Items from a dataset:
==========

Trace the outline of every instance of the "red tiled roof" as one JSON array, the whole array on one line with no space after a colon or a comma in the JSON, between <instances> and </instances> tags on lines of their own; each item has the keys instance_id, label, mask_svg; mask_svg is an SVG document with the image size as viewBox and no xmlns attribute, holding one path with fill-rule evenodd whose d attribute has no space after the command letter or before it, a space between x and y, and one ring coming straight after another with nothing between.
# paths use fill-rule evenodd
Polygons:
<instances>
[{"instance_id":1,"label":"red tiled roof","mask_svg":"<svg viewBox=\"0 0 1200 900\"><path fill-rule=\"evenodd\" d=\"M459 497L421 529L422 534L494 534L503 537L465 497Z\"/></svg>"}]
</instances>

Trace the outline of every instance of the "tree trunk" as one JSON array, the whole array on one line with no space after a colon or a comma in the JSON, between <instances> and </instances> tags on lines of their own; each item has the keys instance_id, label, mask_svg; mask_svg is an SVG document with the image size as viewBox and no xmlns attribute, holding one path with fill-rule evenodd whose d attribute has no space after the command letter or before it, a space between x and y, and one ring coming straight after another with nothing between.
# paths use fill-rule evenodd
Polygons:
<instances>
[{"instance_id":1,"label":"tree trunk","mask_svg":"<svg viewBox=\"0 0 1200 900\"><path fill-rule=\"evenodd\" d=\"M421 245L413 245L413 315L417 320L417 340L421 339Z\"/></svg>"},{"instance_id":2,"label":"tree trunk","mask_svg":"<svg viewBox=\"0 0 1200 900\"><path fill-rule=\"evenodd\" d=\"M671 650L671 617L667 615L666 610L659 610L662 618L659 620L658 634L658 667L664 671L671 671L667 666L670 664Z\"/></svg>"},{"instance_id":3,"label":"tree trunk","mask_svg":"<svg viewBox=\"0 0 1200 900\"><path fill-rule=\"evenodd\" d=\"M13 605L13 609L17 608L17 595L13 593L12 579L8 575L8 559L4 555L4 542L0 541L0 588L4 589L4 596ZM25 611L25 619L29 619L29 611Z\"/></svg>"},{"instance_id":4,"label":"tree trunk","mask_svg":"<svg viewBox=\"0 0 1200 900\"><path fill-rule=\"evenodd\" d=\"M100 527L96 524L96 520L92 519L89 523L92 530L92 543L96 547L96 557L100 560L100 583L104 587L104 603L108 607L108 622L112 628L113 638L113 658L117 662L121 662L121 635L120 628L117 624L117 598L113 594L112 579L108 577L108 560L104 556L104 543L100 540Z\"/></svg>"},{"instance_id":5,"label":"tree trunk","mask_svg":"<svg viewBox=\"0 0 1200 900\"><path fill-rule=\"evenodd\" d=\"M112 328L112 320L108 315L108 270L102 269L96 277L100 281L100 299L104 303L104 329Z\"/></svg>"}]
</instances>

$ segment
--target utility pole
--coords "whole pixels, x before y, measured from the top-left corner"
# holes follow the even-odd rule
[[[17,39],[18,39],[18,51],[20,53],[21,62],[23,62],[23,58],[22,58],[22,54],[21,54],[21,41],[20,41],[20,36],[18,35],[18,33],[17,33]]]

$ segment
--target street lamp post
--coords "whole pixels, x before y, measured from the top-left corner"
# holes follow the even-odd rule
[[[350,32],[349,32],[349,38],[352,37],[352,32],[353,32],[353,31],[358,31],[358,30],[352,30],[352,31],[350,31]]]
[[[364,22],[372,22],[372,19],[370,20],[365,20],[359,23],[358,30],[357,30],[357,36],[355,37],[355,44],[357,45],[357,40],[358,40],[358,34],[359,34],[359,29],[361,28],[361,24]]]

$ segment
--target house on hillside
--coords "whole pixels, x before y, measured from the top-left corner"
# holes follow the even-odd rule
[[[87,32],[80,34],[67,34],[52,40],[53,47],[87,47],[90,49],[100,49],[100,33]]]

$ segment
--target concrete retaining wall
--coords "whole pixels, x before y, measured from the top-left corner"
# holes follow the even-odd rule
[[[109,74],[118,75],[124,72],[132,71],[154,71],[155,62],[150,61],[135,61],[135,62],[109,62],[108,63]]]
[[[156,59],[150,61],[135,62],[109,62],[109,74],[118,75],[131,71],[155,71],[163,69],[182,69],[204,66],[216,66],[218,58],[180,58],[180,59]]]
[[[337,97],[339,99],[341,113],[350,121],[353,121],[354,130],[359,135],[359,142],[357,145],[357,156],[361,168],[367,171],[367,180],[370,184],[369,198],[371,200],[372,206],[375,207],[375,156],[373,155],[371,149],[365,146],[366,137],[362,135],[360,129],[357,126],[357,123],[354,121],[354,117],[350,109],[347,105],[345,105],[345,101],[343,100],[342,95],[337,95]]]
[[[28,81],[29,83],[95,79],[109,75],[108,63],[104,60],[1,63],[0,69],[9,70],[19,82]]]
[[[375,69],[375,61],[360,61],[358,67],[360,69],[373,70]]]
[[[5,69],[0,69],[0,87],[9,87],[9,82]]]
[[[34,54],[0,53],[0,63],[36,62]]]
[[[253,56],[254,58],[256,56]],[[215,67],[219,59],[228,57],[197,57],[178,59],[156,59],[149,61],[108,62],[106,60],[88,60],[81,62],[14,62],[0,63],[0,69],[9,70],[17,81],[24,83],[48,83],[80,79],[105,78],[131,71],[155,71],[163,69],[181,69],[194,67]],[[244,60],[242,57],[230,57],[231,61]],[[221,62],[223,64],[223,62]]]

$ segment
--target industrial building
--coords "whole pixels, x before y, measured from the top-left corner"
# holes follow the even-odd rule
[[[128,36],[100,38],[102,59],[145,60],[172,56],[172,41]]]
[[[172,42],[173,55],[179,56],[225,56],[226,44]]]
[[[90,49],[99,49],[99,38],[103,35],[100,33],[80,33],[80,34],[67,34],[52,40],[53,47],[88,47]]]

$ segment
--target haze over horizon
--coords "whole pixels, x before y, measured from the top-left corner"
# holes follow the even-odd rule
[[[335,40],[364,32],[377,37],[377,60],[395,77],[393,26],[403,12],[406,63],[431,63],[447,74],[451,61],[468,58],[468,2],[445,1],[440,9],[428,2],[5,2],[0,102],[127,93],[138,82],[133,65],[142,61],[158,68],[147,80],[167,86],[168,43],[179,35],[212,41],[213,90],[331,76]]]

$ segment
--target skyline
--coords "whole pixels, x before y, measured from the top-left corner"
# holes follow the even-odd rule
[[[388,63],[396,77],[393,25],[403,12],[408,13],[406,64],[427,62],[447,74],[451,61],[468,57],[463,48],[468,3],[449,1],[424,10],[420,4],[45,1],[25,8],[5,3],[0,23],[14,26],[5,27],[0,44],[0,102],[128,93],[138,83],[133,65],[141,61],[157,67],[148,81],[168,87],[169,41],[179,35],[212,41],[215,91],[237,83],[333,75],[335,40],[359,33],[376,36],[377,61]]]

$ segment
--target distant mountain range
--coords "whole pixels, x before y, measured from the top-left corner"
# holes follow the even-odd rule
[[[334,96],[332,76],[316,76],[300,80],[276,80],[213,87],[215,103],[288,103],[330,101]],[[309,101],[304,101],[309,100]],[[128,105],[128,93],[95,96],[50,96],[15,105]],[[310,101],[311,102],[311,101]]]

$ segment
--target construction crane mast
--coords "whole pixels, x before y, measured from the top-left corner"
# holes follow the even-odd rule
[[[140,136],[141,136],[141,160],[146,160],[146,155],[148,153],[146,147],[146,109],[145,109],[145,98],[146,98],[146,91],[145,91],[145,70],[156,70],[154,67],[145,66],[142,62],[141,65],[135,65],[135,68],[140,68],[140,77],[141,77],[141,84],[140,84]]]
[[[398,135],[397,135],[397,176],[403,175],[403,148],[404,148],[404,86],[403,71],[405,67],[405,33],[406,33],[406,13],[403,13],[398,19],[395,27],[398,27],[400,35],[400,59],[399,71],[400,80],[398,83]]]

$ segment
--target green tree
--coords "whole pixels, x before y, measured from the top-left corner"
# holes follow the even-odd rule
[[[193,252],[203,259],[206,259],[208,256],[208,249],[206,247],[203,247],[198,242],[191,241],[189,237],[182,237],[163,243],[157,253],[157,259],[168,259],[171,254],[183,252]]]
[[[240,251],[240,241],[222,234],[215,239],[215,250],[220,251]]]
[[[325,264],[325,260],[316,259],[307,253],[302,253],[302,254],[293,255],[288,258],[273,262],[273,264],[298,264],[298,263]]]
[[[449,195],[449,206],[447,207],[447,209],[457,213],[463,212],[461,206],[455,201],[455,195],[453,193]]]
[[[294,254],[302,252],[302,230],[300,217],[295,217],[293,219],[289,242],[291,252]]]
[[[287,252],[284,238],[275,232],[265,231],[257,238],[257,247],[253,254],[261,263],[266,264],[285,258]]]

==========

REQUIREMENT: Which of the lines in the data hold the string "target"? Report each of them by copying it.

REPLY TO THE TASK:
--target utility pole
--target street lamp post
--target house on hillside
--target concrete retaining wall
--target industrial building
--target haze over horizon
--target skyline
--target distant mountain range
--target construction crane mast
--target green tree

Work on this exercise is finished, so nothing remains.